___ 阅读摘录 ___

汉语孤立词语音识别的研究与实现

英文题名：Research and Implement on Isolated Mandarin Speech Recognition
作者：李建宁
论文级别：硕士
学科专业名称：计算机软件与理论
中文关键词：语音识别 ; 端点检测 ; 美尔频率倒谱系数 ; LPC美尔倒谱系数 ; 连续隐马尔可夫模型
英文关键词：Speech Recognition ; End-point Detection ; Mel Frequency Cepstrum Coefficient (MFCC) ; LPC Mel Cepstrum Coefficient (LPCMCC) ; Continuous Density Hidden Markov Model (CDHMM)
学位年度：2007
导师：冯宏伟
学科代码：081202
学位授予单位：西北大学
论文提交日期：2007-06-01

摘要

孤立词语音识别实现简单、技术成熟，有着广泛的应用领域，是深入进行语音识别研究的基础。隐马尔可夫模型(HMM)是目前最流行的语音识别技术，许多成功的语音识别系统都是基于该技术实现的。本文通过一个在Windows平台上用VC++实现的基于连续隐马尔可夫模型(CDHMM)的汉语小词汇量、非特定人、孤立词语音识别系统，对孤立词语音识别进行了研究。

___

▸ **任务要求**: 照抄这篇汉语孤立词语音识别论文简介中从“孤立词语音识别实现简单、技术”到“对孤立词语音识别进行了研究。”的一段，一字不改。

___ 数据展示 ___

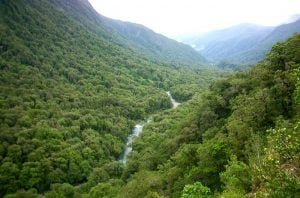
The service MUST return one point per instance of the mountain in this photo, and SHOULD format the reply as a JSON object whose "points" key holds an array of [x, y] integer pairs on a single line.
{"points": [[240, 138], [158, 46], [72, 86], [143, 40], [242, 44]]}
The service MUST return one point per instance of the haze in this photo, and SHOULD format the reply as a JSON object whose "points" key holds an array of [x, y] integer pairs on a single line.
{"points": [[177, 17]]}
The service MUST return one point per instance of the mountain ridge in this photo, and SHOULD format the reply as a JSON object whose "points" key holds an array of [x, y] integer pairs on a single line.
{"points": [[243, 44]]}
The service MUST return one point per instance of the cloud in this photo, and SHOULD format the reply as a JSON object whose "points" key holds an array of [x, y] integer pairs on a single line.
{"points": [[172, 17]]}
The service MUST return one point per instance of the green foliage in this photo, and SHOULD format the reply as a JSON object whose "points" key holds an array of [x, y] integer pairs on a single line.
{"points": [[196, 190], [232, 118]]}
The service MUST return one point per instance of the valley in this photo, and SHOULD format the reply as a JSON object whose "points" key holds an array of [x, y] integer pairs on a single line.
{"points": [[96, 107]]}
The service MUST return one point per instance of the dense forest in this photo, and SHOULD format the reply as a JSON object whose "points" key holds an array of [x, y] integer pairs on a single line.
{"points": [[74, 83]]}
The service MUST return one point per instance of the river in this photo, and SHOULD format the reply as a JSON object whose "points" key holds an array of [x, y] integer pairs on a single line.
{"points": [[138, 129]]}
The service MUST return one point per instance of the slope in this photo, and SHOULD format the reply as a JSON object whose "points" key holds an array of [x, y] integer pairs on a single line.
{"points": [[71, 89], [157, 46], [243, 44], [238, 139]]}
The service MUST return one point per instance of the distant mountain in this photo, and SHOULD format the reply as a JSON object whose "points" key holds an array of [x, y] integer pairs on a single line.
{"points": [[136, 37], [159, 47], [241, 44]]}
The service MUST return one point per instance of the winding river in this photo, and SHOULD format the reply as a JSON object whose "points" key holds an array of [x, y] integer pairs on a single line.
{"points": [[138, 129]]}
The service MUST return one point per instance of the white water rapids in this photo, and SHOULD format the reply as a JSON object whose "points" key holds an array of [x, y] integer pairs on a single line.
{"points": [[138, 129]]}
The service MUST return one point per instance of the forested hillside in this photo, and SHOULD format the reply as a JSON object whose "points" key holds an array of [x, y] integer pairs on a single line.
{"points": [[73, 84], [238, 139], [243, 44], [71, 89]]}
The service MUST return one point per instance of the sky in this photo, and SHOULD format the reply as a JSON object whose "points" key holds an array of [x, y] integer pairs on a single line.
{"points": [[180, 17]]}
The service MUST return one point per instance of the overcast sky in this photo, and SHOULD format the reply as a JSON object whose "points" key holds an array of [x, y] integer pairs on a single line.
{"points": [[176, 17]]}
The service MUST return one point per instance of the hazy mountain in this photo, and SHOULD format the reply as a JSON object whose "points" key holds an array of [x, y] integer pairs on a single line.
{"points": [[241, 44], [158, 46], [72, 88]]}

___
___ 数据展示 ___

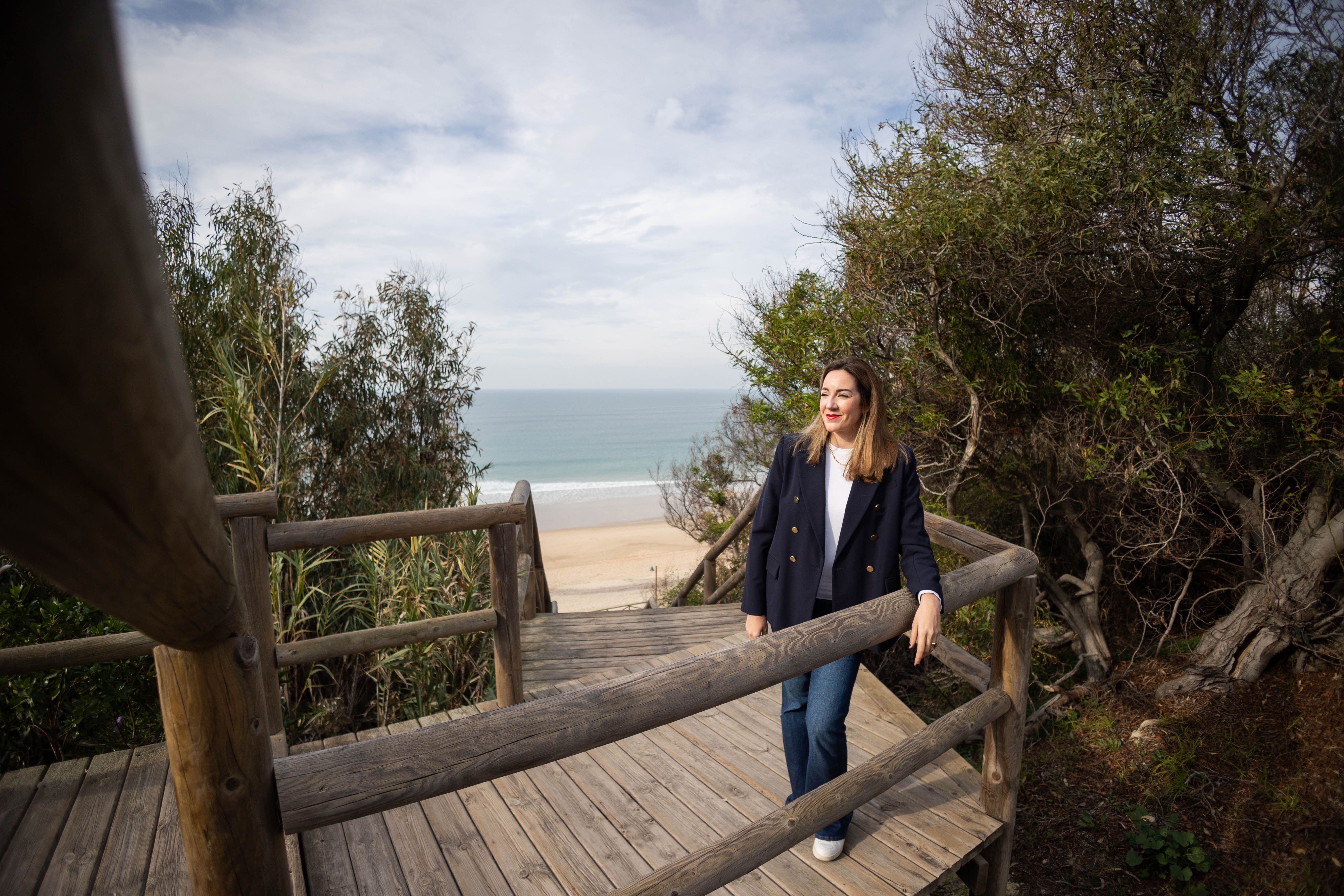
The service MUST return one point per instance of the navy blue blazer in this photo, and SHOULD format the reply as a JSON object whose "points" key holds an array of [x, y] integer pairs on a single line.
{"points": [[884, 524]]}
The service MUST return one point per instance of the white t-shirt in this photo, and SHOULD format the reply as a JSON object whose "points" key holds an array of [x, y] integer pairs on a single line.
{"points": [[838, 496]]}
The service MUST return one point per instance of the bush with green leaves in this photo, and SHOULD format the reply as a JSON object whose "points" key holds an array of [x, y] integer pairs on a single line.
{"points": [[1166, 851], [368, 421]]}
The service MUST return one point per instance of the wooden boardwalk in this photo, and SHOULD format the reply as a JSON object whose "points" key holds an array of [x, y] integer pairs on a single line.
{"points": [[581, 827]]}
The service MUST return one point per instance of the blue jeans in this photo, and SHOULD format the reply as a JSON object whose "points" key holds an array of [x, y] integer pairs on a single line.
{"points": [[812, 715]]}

___

▸ **本题解答**:
孤立词语音识别实现简单、技术成熟，有着广泛的应用领域，是深入进行语音识别研究的基础。隐马尔可夫模型(HMM)是目前最流行的语音识别技术，许多成功的语音识别系统都是基于该技术实现的。本文通过一个在Windows平台上用VC++实现的基于连续隐马尔可夫模型(CDHMM)的汉语小词汇量、非特定人、孤立词语音识别系统，对孤立词语音识别进行了研究。